### About this exercise:
Going through the data below, please show each line containing the string "wristband".

[Stored data entries]
=== Section Start ===

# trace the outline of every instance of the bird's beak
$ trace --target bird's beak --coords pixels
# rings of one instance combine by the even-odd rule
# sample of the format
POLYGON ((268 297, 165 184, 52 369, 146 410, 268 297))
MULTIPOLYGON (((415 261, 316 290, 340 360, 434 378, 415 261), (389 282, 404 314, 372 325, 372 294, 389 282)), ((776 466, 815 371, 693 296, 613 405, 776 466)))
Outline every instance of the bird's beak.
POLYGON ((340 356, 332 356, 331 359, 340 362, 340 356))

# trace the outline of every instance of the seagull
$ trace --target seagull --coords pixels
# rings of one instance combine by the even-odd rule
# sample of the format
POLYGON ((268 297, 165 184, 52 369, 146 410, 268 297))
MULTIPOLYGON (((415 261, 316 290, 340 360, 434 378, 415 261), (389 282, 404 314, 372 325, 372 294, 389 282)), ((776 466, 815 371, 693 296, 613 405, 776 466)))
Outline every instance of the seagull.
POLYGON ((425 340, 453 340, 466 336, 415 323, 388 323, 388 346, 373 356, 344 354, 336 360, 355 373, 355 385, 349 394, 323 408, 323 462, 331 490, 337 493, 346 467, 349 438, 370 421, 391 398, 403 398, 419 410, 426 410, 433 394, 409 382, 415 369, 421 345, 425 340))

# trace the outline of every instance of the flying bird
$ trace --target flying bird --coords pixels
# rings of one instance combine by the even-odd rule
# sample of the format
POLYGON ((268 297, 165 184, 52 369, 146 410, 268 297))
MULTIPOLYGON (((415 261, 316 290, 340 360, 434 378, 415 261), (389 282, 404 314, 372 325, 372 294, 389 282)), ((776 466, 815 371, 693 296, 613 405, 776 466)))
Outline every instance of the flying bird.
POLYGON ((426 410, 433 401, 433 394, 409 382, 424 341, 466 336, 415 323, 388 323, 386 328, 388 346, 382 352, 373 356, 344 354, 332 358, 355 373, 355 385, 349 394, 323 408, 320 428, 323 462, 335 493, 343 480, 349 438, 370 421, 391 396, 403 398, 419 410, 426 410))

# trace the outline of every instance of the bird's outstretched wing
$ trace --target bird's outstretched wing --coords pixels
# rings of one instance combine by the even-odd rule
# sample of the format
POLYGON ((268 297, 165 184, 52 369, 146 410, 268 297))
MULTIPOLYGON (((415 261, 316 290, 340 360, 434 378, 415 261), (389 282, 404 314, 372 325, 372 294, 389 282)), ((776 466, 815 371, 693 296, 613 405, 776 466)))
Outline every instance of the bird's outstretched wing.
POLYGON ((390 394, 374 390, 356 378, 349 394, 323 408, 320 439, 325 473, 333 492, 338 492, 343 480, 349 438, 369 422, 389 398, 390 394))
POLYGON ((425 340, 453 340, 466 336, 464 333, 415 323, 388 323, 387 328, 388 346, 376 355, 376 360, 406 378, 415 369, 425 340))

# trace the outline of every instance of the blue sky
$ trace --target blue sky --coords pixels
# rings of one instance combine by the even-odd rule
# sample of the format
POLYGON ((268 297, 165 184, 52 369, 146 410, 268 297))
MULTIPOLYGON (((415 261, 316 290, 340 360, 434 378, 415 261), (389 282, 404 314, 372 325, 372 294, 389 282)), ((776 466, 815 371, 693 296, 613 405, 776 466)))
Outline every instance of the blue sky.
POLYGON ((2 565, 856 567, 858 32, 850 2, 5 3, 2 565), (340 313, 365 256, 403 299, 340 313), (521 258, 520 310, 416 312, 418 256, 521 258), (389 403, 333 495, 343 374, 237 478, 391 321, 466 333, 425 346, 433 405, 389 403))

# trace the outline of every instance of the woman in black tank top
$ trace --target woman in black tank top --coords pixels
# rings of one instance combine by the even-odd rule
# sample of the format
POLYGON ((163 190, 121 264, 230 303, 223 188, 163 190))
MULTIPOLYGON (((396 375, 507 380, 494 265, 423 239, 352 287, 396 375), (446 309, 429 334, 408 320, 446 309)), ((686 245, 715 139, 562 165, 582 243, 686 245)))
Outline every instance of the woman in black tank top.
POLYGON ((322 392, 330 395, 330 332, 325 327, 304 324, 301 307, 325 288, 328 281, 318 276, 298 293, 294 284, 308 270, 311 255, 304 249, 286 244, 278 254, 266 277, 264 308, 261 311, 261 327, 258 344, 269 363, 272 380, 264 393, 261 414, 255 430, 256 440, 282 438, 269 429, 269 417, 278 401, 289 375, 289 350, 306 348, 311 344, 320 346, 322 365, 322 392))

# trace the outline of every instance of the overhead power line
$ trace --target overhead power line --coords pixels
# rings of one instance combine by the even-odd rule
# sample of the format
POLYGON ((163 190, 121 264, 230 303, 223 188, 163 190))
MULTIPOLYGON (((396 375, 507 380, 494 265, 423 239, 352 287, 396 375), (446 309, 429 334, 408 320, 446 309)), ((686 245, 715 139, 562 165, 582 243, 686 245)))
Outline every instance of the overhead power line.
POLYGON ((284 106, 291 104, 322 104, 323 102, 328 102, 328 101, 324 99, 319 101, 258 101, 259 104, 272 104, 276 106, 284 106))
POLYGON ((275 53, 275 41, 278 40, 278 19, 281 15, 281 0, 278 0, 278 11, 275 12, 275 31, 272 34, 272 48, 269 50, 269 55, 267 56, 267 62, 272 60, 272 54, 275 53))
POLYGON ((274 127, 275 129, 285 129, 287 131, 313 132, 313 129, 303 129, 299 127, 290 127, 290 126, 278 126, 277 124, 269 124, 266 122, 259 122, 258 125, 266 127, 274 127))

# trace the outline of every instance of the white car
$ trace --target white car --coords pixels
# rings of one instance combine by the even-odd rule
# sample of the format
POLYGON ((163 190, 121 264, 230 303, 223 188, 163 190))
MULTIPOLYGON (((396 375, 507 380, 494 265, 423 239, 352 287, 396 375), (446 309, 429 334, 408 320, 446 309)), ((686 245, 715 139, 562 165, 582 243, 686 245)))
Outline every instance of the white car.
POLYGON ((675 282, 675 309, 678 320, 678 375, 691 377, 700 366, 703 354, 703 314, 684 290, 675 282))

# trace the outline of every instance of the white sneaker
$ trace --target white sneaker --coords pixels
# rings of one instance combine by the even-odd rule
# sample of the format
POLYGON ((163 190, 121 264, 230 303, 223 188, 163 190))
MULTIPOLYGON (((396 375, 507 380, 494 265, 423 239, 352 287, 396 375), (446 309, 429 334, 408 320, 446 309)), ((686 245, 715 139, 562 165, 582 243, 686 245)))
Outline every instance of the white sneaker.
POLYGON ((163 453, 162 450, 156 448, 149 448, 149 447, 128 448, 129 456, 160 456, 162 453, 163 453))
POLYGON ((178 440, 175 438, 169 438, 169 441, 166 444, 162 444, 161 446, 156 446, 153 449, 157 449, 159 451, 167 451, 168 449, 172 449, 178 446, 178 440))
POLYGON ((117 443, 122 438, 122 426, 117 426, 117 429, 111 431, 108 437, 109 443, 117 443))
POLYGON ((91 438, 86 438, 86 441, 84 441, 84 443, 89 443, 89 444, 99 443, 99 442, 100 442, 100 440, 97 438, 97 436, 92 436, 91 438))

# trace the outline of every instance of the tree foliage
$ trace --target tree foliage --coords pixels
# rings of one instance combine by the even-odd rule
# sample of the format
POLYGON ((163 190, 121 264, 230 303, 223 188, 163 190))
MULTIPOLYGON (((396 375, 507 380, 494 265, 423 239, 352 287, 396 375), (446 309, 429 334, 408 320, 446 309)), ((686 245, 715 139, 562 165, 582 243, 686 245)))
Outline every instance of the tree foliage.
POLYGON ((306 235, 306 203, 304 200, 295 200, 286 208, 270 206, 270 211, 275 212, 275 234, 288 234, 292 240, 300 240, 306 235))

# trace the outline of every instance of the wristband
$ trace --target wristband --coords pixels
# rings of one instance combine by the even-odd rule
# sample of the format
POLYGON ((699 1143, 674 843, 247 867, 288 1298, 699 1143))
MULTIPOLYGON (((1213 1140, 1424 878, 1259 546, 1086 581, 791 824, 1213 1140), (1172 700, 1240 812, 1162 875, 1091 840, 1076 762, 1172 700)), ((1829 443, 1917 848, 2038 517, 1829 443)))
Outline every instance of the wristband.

=== Section End ===

### Task output:
# trace the outline of every instance of the wristband
$ trace --target wristband --coords pixels
Outline every instance of the wristband.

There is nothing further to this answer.